▶ [EXERCISE OBJECTIVE]:
Revise everything from the line containing "Confirm that each instance of the large" down to the line containing "pixel 137 61", changing each "boulder" to "stone" and leaving all else intact. Return only those lines.

(Coordinate annotation records)
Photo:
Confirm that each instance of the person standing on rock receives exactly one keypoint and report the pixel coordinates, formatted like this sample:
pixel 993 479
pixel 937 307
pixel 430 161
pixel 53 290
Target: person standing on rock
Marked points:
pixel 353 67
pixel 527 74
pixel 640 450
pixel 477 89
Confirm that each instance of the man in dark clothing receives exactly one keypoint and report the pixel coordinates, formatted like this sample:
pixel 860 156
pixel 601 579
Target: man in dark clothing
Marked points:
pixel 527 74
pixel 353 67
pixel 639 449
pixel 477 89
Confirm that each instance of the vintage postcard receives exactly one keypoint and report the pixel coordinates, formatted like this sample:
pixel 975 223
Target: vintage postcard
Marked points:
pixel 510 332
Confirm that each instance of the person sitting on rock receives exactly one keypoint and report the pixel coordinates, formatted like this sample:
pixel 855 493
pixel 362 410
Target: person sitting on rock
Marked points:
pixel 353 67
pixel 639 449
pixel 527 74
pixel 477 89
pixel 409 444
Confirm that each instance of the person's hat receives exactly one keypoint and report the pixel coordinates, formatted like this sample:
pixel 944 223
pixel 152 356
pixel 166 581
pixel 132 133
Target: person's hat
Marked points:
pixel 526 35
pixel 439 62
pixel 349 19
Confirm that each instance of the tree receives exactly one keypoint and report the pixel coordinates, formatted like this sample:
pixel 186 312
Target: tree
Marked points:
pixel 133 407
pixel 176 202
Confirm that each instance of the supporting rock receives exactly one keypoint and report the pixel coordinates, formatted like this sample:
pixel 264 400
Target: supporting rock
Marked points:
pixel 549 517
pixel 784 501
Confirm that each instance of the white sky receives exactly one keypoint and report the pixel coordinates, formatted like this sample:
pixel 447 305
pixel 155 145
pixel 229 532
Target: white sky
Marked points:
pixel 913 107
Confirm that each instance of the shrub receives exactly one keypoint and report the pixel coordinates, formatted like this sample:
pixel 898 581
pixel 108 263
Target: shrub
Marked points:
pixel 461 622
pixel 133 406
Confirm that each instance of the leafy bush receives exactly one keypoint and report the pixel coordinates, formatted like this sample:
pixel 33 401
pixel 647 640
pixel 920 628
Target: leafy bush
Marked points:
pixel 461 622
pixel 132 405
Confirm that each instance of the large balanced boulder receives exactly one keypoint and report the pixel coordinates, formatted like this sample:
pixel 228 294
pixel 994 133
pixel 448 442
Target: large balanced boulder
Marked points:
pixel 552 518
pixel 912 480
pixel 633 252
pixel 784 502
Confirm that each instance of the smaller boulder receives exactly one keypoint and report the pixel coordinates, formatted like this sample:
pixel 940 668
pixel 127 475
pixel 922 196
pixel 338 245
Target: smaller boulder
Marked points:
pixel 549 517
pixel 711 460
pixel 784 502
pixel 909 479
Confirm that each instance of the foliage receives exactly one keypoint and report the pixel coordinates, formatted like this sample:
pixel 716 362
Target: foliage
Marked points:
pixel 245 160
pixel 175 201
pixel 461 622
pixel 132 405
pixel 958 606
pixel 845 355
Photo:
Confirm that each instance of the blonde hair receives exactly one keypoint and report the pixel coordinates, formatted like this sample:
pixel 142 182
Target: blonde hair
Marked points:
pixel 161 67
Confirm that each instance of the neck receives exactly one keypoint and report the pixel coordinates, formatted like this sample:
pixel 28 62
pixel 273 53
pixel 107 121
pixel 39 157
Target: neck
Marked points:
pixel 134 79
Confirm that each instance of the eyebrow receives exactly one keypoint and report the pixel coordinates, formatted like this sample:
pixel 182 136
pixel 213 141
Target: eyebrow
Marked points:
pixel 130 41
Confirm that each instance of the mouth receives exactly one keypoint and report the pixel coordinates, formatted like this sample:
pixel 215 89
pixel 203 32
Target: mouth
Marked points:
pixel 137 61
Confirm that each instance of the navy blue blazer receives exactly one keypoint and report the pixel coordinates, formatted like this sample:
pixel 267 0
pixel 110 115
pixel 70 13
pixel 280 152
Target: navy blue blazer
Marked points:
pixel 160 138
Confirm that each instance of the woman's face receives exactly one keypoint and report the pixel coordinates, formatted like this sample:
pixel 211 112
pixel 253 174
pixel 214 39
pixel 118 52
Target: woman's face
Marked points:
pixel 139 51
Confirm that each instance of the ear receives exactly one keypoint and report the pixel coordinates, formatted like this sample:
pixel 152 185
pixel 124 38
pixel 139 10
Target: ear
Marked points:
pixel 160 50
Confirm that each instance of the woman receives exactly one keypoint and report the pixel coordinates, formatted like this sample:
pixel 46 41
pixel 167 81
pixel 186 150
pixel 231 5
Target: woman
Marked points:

▶ [FINAL ANSWER]:
Confirm that each instance of the large balanced stone receives exactly one keypoint and report the pixel coordinates, formatted like this sample:
pixel 228 294
pixel 994 133
pixel 448 442
Target: large balanced stone
Marked points:
pixel 552 518
pixel 912 480
pixel 633 252
pixel 784 502
Confirm that each instance of the smaller stone receives exactly one keypoint and report the pixel coordinates, formatted like this sample:
pixel 940 668
pixel 127 475
pixel 922 196
pixel 338 245
Target: smaller stone
Marked points:
pixel 549 517
pixel 711 460
pixel 784 502
pixel 909 479
Confirm that each instance of the foliage receives exactly one keypoint and report the pixel coordinates, formatted like this sample:
pixel 716 362
Target: foliage
Marked points:
pixel 245 160
pixel 175 201
pixel 461 622
pixel 132 405
pixel 958 606
pixel 845 355
Photo:
Confirm that each instance of the blonde hair receives exactly one keypoint and report the pixel coordinates, formatted like this sample:
pixel 142 182
Target: blonde hair
Marked points:
pixel 161 67
Confirm that each instance of the neck receives exactly one keypoint and report the pixel coordinates, formatted like this sample:
pixel 28 62
pixel 273 53
pixel 107 121
pixel 39 157
Target: neck
Marked points:
pixel 134 79
Confirm that each instance of the eyebrow receives exactly one keypoint and report the pixel coordinates, formatted like this sample:
pixel 182 136
pixel 213 141
Target: eyebrow
Marked points:
pixel 130 41
Confirm that each instance of the mouth receives exactly one keypoint and report the pixel coordinates, formatted like this sample:
pixel 215 89
pixel 203 32
Target: mouth
Marked points:
pixel 137 61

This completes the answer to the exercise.